## Questions on the material
A: Print the stretch of the spindle torque thread from "If you have" through "don't want it.".
B: Answer these questions using the spindle torque thread.
(i) What is the approximate diameter of the aluminium part?
(ii) What size is the cutter mounted on S2?
(iii) According to the reply, S1 needs more torque than what fraction of S2's torque?
C: Carry the forum thread on spindle torque forward from its last line.

Thread: Spindle torque required
Here's one to get the brain cells working.
If you have an aluminium part, approximately 15mm diameter mounted on a spindle (we'll call it spindle one, or S1), and you want to machine said part with a 6mm cutter mounted on a seperately powered spindle (spindle two /S2), how many Nm will S1 need to ensure that the cutter in S2 won't spin it in ways you don't want it.
And assume that S2 would have enough power to snap the cutter long before it stalled.
Answers on a postcard please.
Crudely, as long as S1 has more torque than 15/6 of S2 it'll stay put... ish.. it all depends on DOC and feed rate as well as S2 spindle speed, power input and cutting efficiency of tool...

## Supplied records

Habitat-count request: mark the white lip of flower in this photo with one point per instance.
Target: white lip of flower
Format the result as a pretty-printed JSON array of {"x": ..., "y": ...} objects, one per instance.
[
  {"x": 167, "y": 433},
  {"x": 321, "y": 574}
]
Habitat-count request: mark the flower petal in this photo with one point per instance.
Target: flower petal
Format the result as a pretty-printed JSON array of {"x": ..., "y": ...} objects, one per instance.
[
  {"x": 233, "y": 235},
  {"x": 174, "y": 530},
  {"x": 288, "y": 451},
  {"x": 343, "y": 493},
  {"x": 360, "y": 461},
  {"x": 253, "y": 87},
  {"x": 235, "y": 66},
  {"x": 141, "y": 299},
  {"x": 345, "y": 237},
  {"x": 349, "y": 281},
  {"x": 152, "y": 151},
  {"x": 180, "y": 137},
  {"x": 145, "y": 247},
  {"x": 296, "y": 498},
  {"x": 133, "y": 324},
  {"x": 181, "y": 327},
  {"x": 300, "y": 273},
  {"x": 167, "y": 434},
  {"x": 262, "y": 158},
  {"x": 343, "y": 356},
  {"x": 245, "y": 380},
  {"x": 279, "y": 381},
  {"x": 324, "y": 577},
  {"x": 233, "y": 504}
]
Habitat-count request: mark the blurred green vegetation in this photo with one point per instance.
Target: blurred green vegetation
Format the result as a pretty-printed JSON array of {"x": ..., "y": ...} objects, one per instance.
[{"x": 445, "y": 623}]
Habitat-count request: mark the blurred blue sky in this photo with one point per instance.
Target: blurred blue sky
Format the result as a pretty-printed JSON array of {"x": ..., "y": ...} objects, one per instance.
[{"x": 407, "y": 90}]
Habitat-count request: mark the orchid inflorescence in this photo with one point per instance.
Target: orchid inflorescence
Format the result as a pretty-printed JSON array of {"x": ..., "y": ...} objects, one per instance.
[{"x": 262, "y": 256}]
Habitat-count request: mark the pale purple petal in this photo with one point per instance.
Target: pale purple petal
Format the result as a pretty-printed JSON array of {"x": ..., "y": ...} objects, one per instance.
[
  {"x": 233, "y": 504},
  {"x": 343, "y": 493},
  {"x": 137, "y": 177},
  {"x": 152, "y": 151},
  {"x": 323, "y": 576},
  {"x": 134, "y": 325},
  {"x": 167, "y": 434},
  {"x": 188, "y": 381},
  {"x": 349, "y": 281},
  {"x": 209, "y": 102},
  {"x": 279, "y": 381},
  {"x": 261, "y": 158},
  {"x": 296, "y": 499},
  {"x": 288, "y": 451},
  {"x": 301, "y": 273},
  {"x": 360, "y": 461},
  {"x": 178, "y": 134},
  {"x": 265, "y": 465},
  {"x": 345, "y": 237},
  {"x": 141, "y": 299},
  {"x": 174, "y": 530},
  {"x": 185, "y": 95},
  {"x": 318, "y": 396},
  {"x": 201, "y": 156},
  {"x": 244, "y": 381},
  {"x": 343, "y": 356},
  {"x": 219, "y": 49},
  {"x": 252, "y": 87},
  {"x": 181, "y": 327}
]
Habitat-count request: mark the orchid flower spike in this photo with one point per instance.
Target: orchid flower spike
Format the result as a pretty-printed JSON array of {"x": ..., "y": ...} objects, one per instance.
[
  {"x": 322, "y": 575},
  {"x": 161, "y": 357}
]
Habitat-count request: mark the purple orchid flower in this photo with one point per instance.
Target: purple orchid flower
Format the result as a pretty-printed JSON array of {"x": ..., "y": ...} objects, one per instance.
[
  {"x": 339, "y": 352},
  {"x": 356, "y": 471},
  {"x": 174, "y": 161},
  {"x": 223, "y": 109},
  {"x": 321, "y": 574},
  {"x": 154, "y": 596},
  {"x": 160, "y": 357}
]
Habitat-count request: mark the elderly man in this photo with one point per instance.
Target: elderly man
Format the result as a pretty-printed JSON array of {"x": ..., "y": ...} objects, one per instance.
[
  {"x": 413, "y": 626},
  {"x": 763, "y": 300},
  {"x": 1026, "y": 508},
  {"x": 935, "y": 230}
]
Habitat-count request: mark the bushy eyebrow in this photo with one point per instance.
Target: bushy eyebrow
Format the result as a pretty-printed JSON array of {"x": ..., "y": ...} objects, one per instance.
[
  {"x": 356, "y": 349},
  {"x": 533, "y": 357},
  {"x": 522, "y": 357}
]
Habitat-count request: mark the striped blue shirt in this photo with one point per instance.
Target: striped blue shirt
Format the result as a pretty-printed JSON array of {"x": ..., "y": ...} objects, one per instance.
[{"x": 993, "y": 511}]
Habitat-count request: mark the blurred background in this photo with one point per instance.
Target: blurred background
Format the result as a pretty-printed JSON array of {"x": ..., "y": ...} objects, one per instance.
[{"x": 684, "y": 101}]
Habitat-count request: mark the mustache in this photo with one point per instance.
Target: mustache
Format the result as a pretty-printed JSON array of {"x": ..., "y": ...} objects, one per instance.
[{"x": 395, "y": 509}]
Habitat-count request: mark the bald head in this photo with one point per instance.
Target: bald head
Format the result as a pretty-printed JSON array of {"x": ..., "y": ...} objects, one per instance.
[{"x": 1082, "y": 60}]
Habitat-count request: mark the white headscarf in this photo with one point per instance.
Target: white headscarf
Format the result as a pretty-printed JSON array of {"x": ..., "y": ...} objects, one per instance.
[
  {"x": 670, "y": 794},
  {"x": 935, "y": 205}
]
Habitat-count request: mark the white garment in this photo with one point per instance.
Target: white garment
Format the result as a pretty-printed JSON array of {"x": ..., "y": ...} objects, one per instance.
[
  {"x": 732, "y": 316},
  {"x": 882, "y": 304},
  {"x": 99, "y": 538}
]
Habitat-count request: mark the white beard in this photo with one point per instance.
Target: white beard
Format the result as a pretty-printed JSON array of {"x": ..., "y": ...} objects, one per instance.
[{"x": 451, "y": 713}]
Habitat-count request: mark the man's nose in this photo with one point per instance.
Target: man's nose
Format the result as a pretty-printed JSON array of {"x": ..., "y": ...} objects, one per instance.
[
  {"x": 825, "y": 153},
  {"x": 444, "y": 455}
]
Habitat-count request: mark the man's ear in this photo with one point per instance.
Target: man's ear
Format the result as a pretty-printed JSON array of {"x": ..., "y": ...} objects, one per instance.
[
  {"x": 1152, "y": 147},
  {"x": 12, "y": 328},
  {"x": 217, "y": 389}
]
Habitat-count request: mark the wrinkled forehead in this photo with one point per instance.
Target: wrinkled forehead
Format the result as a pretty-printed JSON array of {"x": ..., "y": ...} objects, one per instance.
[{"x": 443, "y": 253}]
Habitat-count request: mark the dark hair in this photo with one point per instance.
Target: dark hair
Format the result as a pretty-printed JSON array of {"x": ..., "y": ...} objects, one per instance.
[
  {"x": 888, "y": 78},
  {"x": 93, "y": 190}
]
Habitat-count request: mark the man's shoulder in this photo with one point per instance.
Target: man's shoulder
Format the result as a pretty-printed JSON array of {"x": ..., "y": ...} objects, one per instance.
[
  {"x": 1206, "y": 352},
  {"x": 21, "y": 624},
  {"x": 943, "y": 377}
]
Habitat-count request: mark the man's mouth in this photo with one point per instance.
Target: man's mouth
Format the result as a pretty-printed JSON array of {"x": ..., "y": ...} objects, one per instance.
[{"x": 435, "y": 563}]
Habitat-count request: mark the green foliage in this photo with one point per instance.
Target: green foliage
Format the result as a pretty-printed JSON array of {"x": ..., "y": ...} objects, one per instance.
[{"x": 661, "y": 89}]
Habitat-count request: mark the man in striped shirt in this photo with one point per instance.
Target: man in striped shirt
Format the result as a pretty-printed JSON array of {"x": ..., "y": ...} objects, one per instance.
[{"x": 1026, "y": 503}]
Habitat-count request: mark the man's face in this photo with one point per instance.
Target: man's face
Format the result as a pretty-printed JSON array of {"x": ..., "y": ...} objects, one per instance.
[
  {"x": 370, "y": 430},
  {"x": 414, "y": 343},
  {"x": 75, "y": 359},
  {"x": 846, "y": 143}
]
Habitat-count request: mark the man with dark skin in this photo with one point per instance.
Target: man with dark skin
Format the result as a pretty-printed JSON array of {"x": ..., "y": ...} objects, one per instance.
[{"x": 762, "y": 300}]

## Answers per task
A:
If you have an aluminium part, approximately 15mm diameter mounted on a spindle (we'll call it spindle one, or S1), and you want to machine said part with a 6mm cutter mounted on a seperately powered spindle (spindle two /S2), how many Nm will S1 need to ensure that the cutter in S2 won't spin it in ways you don't want it.

B:
(i) Approximately 15mm
(ii) 6mm
(iii) 15/6

C:
For some theory look here: aluMATTER*|*Aluminium*|*Milling*|*Milling: Overview then take a wild guess :)
Interesting link that.
I've just had a quick google, and one of the first hits was Cutting Force During Milling - CNCzone.com-The Largest Machinist Community on the net!
Which for a 1/4" cutter gives a maximum measured force of 700N.
Now taking Torque = Force x distance = 700N x 0.015m = 10.5Nm
Which isn't quite high enough to totally kill my simple idea, but would involve a stupidly powerful motor, so back to the complex idea.